> [Work to be completed]: Your response should consist of the entire listing, transcribed exactly, with every image left out.
+++
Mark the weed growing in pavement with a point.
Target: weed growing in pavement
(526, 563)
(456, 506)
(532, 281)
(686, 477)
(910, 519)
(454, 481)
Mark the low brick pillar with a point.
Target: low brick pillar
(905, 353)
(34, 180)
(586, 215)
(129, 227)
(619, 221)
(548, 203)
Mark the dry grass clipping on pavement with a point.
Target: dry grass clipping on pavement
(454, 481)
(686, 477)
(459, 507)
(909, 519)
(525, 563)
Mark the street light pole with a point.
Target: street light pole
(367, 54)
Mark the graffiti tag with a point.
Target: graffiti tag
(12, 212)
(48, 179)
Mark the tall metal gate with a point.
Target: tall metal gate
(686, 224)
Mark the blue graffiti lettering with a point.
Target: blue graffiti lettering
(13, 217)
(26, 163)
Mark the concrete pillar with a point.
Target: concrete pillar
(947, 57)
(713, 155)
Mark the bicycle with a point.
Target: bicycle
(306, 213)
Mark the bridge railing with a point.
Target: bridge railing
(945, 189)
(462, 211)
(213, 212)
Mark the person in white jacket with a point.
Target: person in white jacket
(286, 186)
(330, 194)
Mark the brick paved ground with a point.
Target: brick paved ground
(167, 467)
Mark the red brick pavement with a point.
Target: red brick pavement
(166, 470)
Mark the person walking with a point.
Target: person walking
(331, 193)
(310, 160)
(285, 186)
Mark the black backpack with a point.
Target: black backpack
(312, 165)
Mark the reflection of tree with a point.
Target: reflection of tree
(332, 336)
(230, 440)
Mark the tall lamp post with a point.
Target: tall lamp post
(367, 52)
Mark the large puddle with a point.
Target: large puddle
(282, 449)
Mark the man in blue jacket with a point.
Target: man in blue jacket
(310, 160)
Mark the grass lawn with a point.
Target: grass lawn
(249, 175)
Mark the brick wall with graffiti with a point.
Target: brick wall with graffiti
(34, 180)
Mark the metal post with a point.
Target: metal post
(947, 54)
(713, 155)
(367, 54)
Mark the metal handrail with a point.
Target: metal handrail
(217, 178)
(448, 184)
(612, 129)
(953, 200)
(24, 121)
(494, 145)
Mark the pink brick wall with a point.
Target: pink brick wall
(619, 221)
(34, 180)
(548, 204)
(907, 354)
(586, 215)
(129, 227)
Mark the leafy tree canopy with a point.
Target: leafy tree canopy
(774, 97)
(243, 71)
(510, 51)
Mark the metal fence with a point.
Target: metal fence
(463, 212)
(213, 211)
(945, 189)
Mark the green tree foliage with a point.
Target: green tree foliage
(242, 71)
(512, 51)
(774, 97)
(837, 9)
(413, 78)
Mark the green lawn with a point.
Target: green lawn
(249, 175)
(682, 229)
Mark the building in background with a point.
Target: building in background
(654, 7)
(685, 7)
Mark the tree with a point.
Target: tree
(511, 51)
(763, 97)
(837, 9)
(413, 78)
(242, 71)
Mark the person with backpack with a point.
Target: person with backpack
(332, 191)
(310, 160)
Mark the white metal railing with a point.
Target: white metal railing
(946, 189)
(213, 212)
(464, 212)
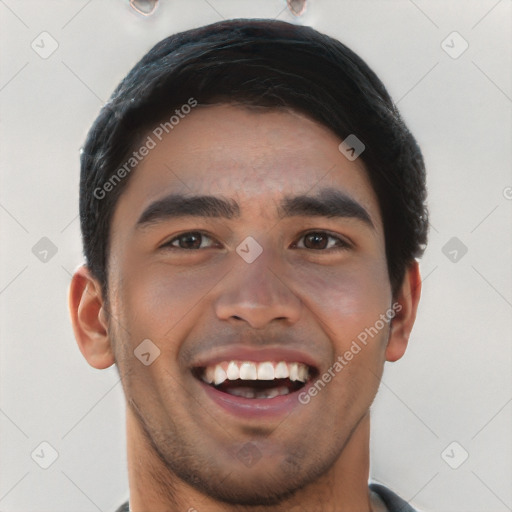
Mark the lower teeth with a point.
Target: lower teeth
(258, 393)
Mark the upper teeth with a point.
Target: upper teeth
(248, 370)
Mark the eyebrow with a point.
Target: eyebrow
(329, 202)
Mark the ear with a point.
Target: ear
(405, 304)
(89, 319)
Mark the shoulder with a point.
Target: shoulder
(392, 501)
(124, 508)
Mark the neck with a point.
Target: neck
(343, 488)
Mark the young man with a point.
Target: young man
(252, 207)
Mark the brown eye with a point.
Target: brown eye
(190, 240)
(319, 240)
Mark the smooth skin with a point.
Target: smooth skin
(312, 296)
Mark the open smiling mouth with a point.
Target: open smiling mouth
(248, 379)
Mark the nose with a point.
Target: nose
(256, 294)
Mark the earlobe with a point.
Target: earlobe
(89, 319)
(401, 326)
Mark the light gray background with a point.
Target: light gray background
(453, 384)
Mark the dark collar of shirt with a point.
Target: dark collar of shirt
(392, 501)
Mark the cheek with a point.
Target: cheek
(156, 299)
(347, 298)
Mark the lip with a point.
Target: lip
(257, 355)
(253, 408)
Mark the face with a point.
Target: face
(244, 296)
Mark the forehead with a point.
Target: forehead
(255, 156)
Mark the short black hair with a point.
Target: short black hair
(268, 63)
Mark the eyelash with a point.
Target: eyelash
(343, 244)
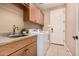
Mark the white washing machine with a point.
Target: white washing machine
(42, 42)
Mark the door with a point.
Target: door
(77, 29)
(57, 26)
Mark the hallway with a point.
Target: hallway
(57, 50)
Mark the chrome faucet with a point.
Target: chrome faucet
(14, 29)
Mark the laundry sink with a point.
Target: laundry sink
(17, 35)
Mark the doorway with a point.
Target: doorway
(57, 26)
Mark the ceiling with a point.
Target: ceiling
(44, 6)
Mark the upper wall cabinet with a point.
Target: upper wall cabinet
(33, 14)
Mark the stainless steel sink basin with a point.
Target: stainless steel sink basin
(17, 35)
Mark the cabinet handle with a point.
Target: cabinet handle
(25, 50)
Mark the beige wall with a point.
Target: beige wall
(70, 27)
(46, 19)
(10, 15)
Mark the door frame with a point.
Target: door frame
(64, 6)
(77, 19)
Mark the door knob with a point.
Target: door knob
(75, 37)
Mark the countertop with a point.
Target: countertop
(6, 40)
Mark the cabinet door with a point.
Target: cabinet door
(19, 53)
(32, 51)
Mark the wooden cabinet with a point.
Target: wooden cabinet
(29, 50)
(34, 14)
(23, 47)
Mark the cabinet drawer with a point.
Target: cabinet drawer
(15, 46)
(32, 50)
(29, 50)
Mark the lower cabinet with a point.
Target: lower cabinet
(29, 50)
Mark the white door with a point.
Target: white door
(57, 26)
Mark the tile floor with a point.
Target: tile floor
+++
> [Solution to the problem]:
Mark the weed growing in pavement with a point.
Target: weed growing in pavement
(526, 563)
(456, 506)
(532, 281)
(686, 477)
(910, 519)
(454, 481)
Mark the low brick pillar with a point.
Target: low brick pillar
(905, 353)
(34, 180)
(586, 215)
(129, 227)
(619, 221)
(548, 203)
Mark the dry grass clipping on pavement with a point.
Target: dry grass clipping on pavement
(454, 481)
(686, 477)
(459, 507)
(909, 519)
(525, 563)
Mark the street light pole with a point.
Target: street light pole
(367, 54)
Mark the graffiti tag with a point.
Target: graffiti tag
(12, 212)
(48, 179)
Mark the tall metal gate with a point.
Target: tall metal gate
(686, 224)
Mark the blue graffiti lettering with a point.
Target: blue graffiti lettering
(13, 217)
(26, 163)
Mark the concrete pillar with a point.
Target: concrete pillar
(947, 57)
(713, 155)
Mark the bicycle with a point.
Target: bicycle
(306, 213)
Mark the bridge railing with a point.
Target: bridge railing
(945, 189)
(462, 211)
(213, 212)
Mark the person in white jacket with a point.
Target: person in white jacket
(286, 186)
(330, 194)
Mark the brick paved ground with a point.
Target: brick paved ground
(167, 467)
Mark the red brick pavement with a point.
Target: red brick pavement
(166, 470)
Mark the person walking with a point.
Target: person walking
(331, 193)
(310, 160)
(285, 186)
Mark the black backpack with a point.
Target: black backpack
(312, 165)
Mark the reflection of tree with a point.
Target: reflection of tree
(332, 336)
(230, 440)
Mark the tall lamp post with a point.
Target: tall lamp post
(367, 52)
Mark the large puddle with a point.
Target: large puddle
(282, 449)
Mark the man in blue jacket with a point.
Target: man in blue jacket
(310, 160)
Mark the grass lawn with a point.
Target: grass lawn
(249, 175)
Mark the brick wall with graffiti with a point.
Target: brick wall with graffiti
(34, 180)
Mark the metal post with a point.
Target: metal post
(947, 54)
(713, 155)
(367, 54)
Mark the metal handrail with a point.
Target: metal handrail
(217, 178)
(448, 184)
(612, 129)
(953, 200)
(24, 121)
(494, 145)
Mark the pink brick wall with a point.
Target: pink brick wall
(619, 221)
(34, 180)
(548, 204)
(907, 354)
(586, 215)
(129, 227)
Mark the leafy tree canopy with a point.
Target: leafy tree canopy
(774, 97)
(243, 71)
(510, 51)
Mark the metal fence with a point.
Target: metal fence
(463, 212)
(213, 211)
(945, 189)
Mark the green tree foliage with a point.
Target: green tree foliage
(242, 71)
(512, 51)
(774, 97)
(837, 9)
(413, 78)
Mark the green lawn with a point.
Target: green lawn
(249, 175)
(682, 229)
Mark the building in background with a point.
Target: building in background
(654, 7)
(685, 7)
Mark the tree with a point.
Target: tree
(511, 51)
(763, 97)
(837, 9)
(413, 78)
(242, 71)
Mark the person with backpack with a point.
Target: person with backpack
(332, 191)
(310, 160)
Mark the white metal railing with a point.
Target: white metal railing
(946, 189)
(213, 212)
(464, 212)
Mark the lower teeth with a point.
Target: lower teeth
(258, 393)
Mark the upper teeth with a point.
Target: upper teeth
(248, 370)
Mark the eyebrow with a point.
Target: eyebrow
(329, 202)
Mark the ear with a point.
Target: ear
(405, 304)
(89, 319)
Mark the shoulder with a point.
Target: shoulder
(392, 501)
(124, 508)
Mark the neck with a point.
Target: neck
(343, 488)
Mark the young man with a point.
Target: young man
(252, 207)
Mark the brown eye with a point.
Target: brown eye
(190, 240)
(319, 240)
Mark the smooth skin with a point.
Target: smooth skin
(312, 296)
Mark the open smiling mouth with a point.
Target: open smiling mouth
(248, 379)
Mark the nose with a point.
Target: nose
(256, 294)
Mark the earlobe with a point.
Target: earlobe
(89, 319)
(401, 326)
Mark the light gray background with a point.
Target: light gray background
(453, 384)
Mark the dark collar of shirt with a point.
Target: dark collar of shirt
(392, 501)
Mark the cheek with a point.
Target: cheek
(156, 299)
(347, 298)
Mark the lip with a point.
Target: lip
(257, 355)
(253, 408)
Mark the face with a point.
Target: face
(244, 296)
Mark the forehead with a point.
Target: forehead
(255, 156)
Mark the short black hair with a point.
Target: short black hair
(268, 63)
Mark the eyelash with a point.
Target: eyelash
(343, 244)
Mark the white washing machine with a point.
Target: white washing machine
(42, 42)
Mark the door with a point.
Target: door
(77, 29)
(57, 26)
Mark the hallway with a point.
Target: hallway
(57, 50)
Mark the chrome faucet with a point.
Target: chrome faucet
(14, 29)
Mark the laundry sink with a point.
Target: laundry sink
(17, 35)
Mark the doorway with a point.
Target: doorway
(57, 26)
Mark the ceiling with a point.
Target: ceiling
(44, 6)
Mark the upper wall cabinet with a point.
Target: upper wall cabinet
(33, 14)
Mark the stainless steel sink basin with a point.
Target: stainless steel sink basin
(17, 35)
Mark the cabinet handle with a point.
Target: cabinet handle
(25, 50)
Mark the beige wall with a point.
Target: beige wall
(70, 27)
(46, 19)
(10, 15)
Mark the door frame with a point.
Target: door frame
(64, 6)
(77, 19)
Mark the door knob with a point.
Target: door knob
(75, 37)
Mark the countertop with a point.
Target: countertop
(6, 40)
Mark the cabinet door with a point.
Target: cabinet door
(19, 53)
(32, 51)
Mark the wooden cabinet with a point.
Target: wooden cabinet
(29, 50)
(34, 14)
(23, 47)
Mark the cabinet drawer with a point.
Target: cabinet drawer
(15, 46)
(32, 50)
(29, 50)
Mark the lower cabinet with a point.
Target: lower cabinet
(29, 50)
Mark the white door with a point.
Target: white door
(57, 26)
Mark the tile floor with a point.
Target: tile floor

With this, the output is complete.